(Stored items)
= = = = = = =
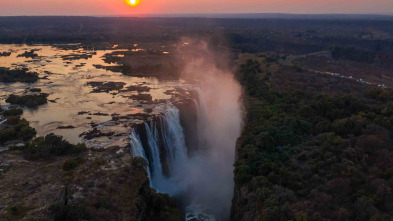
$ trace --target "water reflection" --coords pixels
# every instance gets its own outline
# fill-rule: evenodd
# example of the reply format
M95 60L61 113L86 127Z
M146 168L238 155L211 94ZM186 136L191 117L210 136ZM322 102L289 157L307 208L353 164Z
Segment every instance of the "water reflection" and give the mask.
M0 45L0 52L11 52L10 56L0 57L0 67L13 69L26 67L30 71L38 72L41 78L32 84L0 83L0 104L7 105L5 99L10 94L22 94L29 87L41 88L42 92L49 94L48 104L35 110L25 109L23 117L31 122L38 136L55 133L64 136L72 143L77 143L81 141L79 134L91 129L91 123L108 121L111 119L111 114L115 113L122 115L141 113L149 106L130 99L129 96L138 94L136 91L91 93L92 87L87 86L88 82L124 82L124 88L131 85L146 85L150 91L139 93L150 94L153 101L170 99L171 96L164 92L181 85L179 81L129 77L95 68L94 65L108 65L103 61L103 56L122 51L116 48L92 51L83 48L65 50L50 45ZM31 50L37 54L36 57L18 56ZM78 114L81 111L89 114ZM59 129L64 126L74 128Z

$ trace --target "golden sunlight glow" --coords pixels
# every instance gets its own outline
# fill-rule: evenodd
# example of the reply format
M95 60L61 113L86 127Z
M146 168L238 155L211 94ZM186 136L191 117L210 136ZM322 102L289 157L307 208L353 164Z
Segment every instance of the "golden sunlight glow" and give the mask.
M124 0L130 6L137 6L141 2L141 0Z

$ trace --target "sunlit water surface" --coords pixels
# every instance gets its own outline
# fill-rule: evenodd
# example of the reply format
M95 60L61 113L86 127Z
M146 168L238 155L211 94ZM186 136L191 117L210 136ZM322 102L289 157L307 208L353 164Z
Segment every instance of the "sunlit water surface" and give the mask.
M30 50L35 51L38 57L26 58L18 55ZM159 81L156 78L129 77L122 73L97 69L94 65L109 65L103 61L107 53L121 51L96 50L89 51L79 48L77 50L63 50L49 45L0 45L0 52L12 52L10 56L0 57L0 67L23 68L39 73L42 78L36 83L0 83L0 104L7 105L6 98L10 94L22 94L27 88L41 88L43 93L48 93L48 104L37 109L24 109L23 117L31 122L37 130L37 135L48 133L62 135L72 143L81 142L80 134L91 129L91 123L101 123L111 119L111 114L135 114L143 112L145 106L140 101L127 96L136 95L138 92L117 93L91 93L92 88L88 82L124 82L124 88L130 85L146 85L151 88L148 92L153 101L169 99L165 91L179 86L179 81ZM64 60L62 56L70 54L92 54L91 58ZM110 64L116 65L116 64ZM116 91L113 91L116 92ZM85 111L109 114L78 115ZM90 119L91 118L91 119ZM58 129L61 126L73 126L73 129Z

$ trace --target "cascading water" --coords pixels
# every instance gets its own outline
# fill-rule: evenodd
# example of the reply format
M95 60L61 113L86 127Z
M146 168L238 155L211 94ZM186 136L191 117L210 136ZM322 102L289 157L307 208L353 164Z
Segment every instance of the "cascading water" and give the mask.
M199 102L195 101L195 108L198 115L201 114L201 116L197 117L198 133L195 136L200 141L198 148L203 150L211 145L206 138L206 133L204 133L206 127L209 127L209 119L205 116L207 114L206 105L199 104L205 102L204 95L200 90L198 91L200 100ZM215 178L220 177L220 171L216 171L216 165L212 163L215 160L209 159L207 156L210 151L201 151L190 157L187 155L179 109L172 104L167 104L157 107L157 110L164 112L164 114L155 118L155 121L150 120L149 123L143 123L143 129L139 129L139 133L143 133L145 139L141 139L135 129L130 135L133 156L142 157L148 161L147 172L150 185L159 192L169 193L173 196L179 194L199 195L194 192L196 186L216 185L209 183L209 179L214 182ZM167 167L169 174L164 175L163 167ZM211 173L211 171L214 172ZM208 179L200 179L203 176ZM219 192L217 194L220 195ZM186 201L189 203L186 208L186 215L189 219L186 220L194 220L192 217L202 217L201 220L206 221L215 220L212 215L205 212L206 208L201 206L201 202L203 204L203 201L206 200L203 194L201 195L202 197L186 197ZM213 192L210 192L209 195L212 196L207 200L217 200Z
M173 105L169 105L161 120L161 133L167 151L169 171L174 170L178 162L183 162L187 157L187 147L183 128L180 124L180 112Z
M143 124L144 131L141 132L145 133L145 143L135 129L132 130L131 153L134 157L142 157L148 162L147 172L153 188L159 192L173 193L175 188L170 184L172 179L164 175L163 165L166 165L169 174L173 173L176 165L186 159L187 147L179 110L172 104L157 108L164 111L164 114L158 116L157 122L151 120L149 124Z
M149 162L153 188L188 205L186 220L228 220L235 145L242 128L242 89L231 72L216 65L219 56L205 42L193 45L180 54L185 63L182 77L197 82L198 100L190 102L197 116L190 114L183 128L187 108L179 106L181 118L170 103L156 107L163 115L131 135L132 153ZM189 121L195 121L196 129L190 129Z
M157 188L157 185L160 180L163 179L163 171L160 159L160 150L158 146L158 137L157 137L157 128L155 127L154 122L150 121L150 126L145 122L145 130L147 135L147 142L150 156L149 159L149 169L152 174L151 180L153 187Z
M141 138L138 134L135 133L135 129L132 129L130 135L130 144L131 144L131 154L134 157L142 157L147 160L145 150L143 149Z
M5 122L7 122L7 119L4 119L4 120L0 121L0 125L2 125Z

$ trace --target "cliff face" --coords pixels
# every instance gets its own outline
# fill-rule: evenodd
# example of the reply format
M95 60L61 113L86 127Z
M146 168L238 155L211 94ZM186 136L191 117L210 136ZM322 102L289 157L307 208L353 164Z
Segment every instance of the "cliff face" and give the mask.
M258 211L261 210L252 195L253 194L250 193L246 187L241 187L239 184L235 184L230 220L256 220Z
M23 160L19 152L0 154L0 219L6 220L182 220L168 195L149 187L146 163L128 149L89 151L77 168L65 161ZM158 217L158 218L157 218Z
M197 97L197 95L194 95ZM180 111L180 122L183 127L183 132L188 148L188 154L192 155L193 152L198 150L198 104L197 99L183 99L182 102L176 102L175 105Z
M244 136L244 135L242 135ZM238 149L239 144L237 144ZM236 154L237 155L237 154ZM238 156L236 160L240 160ZM258 203L257 194L249 190L247 185L237 181L235 176L235 188L231 206L231 221L262 220L262 206ZM258 219L259 218L259 219Z
M135 220L143 221L182 221L184 214L179 209L176 201L167 194L157 193L145 183L137 197L136 208L138 213Z

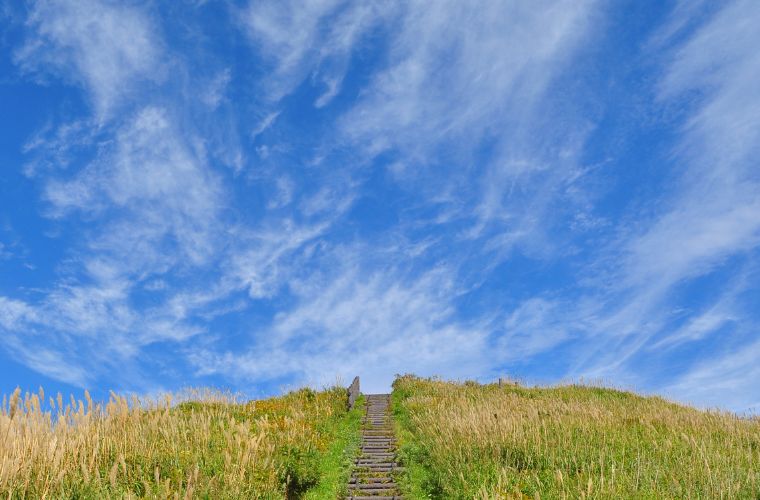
= = = = = = =
### EXERCISE AIM
Here the job is to print all the data exactly, skipping any image.

### RESULT
$ trace --target "water reflection" --coords pixels
# every instance gets its own outline
# fill-rule: evenodd
# example of the reply format
M95 60L61 113L86 127Z
M146 168L238 155L211 94ZM186 136L191 117L210 136ZM322 102L289 157L307 208L353 164Z
Segment every instance of the "water reflection" and give the mask.
M0 45L0 52L11 52L10 56L0 57L0 67L13 69L26 67L30 71L38 72L41 78L32 84L0 83L0 104L7 105L5 99L10 94L22 94L29 87L41 88L42 92L49 94L48 104L35 110L25 109L23 117L31 122L38 136L55 133L64 136L72 143L77 143L81 141L79 134L91 129L91 123L108 121L111 119L111 114L115 113L122 115L141 113L149 106L130 99L129 96L138 94L136 91L91 93L92 87L87 86L88 82L124 82L124 88L131 85L146 85L150 91L139 93L150 94L153 101L170 99L171 96L164 92L181 85L179 81L129 77L95 68L94 65L108 65L103 61L103 56L122 51L116 48L92 51L83 48L65 50L50 45ZM31 50L37 54L36 57L18 56ZM78 114L81 111L89 114ZM59 129L64 126L74 128Z

$ trace --target "golden sunlight glow" --coords pixels
# every instance gets its own outline
# fill-rule: evenodd
# example of the reply format
M95 60L61 113L86 127Z
M146 168L238 155L211 94ZM186 136L191 117L210 136ZM322 102L289 157L307 208L353 164Z
Segment every instance of the "golden sunlight glow" and give the mask.
M124 0L130 6L137 6L141 2L141 0Z

$ trace --target "sunlit water surface" --coords pixels
# every instance gets its own outline
# fill-rule: evenodd
# example of the reply format
M95 60L61 113L86 127Z
M146 168L238 155L211 94ZM186 136L191 117L210 136ZM322 102L289 157L307 208L353 164Z
Segment every instance of the "sunlit water surface" and give the mask.
M30 50L35 51L38 57L26 58L18 55ZM159 81L156 78L129 77L122 73L97 69L94 65L109 65L103 61L107 53L121 51L96 50L89 51L79 48L77 50L63 50L49 45L0 45L0 52L12 52L10 56L0 57L0 67L23 68L39 73L42 78L36 83L0 83L0 104L7 105L6 98L10 94L22 94L27 88L41 88L43 93L48 93L48 104L37 109L24 109L23 117L31 122L37 130L37 135L48 133L62 135L72 143L81 142L80 134L91 129L91 123L101 123L111 119L111 114L135 114L143 112L145 106L140 101L127 96L136 95L138 92L117 93L91 93L92 88L88 82L124 82L124 88L130 85L146 85L151 88L148 92L153 101L169 99L165 91L179 86L179 81ZM64 60L62 56L70 54L92 54L91 58ZM110 64L116 65L116 64ZM116 91L113 91L116 92ZM85 111L109 114L78 115ZM90 119L91 118L91 119ZM58 129L61 126L73 126L73 129Z

$ trace --target "cascading water" --coords pixels
# every instance gets its own outline
# fill-rule: evenodd
# example of the reply format
M95 60L61 113L86 127Z
M146 168L238 155L211 94ZM186 136L191 117L210 136ZM322 102L289 157L307 208L353 164Z
Segment every instance of the "cascading water" and give the mask.
M199 102L195 101L195 108L198 115L201 114L201 116L197 117L198 133L195 136L200 141L198 148L203 150L211 145L206 138L206 133L204 133L206 127L209 127L209 119L205 116L207 114L206 105L199 104L205 102L204 95L200 90L198 91L200 100ZM215 178L220 177L220 171L216 171L216 165L212 163L215 160L209 159L207 156L210 151L201 151L190 157L187 155L179 109L172 104L167 104L157 107L157 110L164 112L164 114L155 118L155 121L150 120L149 123L143 123L143 129L139 129L139 133L143 133L145 139L141 139L135 129L130 135L133 156L142 157L148 161L147 172L150 185L159 192L169 193L173 196L179 194L199 195L194 192L196 186L216 185L209 183L209 179L214 182ZM167 167L169 174L164 175L163 167ZM211 173L211 171L214 172ZM208 179L200 179L203 176ZM219 192L217 194L220 195ZM186 201L189 203L186 208L186 215L189 219L186 220L194 220L192 217L202 217L201 220L206 221L215 220L212 215L205 212L206 208L201 206L201 202L203 204L203 201L206 200L203 194L201 195L202 197L186 197ZM213 192L210 192L209 195L212 196L207 200L217 200Z
M173 105L169 105L161 120L161 133L167 151L169 171L174 170L178 162L183 162L187 157L187 147L183 128L180 124L180 112Z
M143 124L144 131L141 132L145 133L145 143L135 129L132 130L131 153L134 157L142 157L148 162L147 172L153 188L159 192L173 193L175 188L170 184L172 179L164 175L163 165L166 165L169 174L173 173L176 165L186 159L187 147L179 110L172 104L157 108L164 111L164 114L158 116L157 122L151 120L149 124Z
M149 162L153 188L188 205L186 220L228 220L235 145L242 128L242 89L231 72L216 65L219 56L205 42L193 45L180 54L185 63L182 77L197 82L198 100L190 102L197 116L190 114L183 128L187 108L179 106L181 118L170 103L156 107L163 115L131 135L132 153ZM189 121L195 121L196 129L190 129Z
M157 188L157 185L160 180L163 179L163 171L160 159L160 150L158 146L158 137L157 137L157 128L155 127L154 122L150 121L150 126L145 122L145 130L147 135L147 142L150 156L149 159L149 169L152 174L151 180L153 187Z
M141 138L138 134L135 133L135 129L132 129L130 135L130 144L131 144L131 154L134 157L142 157L147 160L145 150L143 149Z
M5 122L7 122L7 119L4 119L4 120L0 121L0 125L2 125Z

$ trace --target "cliff face" --coords pixels
# every instance gets its own outline
# fill-rule: evenodd
# example of the reply format
M95 60L61 113L86 127Z
M146 168L238 155L211 94ZM186 136L191 117L210 136ZM322 102L289 157L307 208L353 164Z
Segment every instance of the "cliff face" and give the mask.
M258 211L261 210L252 195L253 194L250 193L246 187L241 187L239 184L235 184L230 220L256 220Z
M23 160L19 152L0 154L0 219L6 220L182 220L168 195L149 187L146 163L128 149L89 151L77 168L65 161ZM158 217L158 218L157 218Z
M197 97L197 95L194 95ZM180 111L180 122L183 127L183 132L188 148L188 154L192 155L193 152L198 150L198 104L197 99L183 99L182 102L176 102L175 105Z
M244 136L244 135L242 135ZM238 149L239 144L237 144ZM236 154L237 155L237 154ZM238 156L236 160L240 160ZM258 203L257 194L249 190L247 185L237 181L235 176L235 188L231 206L231 221L262 220L262 206ZM258 219L259 218L259 219Z
M135 220L143 221L182 221L184 214L179 209L176 201L167 194L157 193L145 183L137 197L136 208L138 213Z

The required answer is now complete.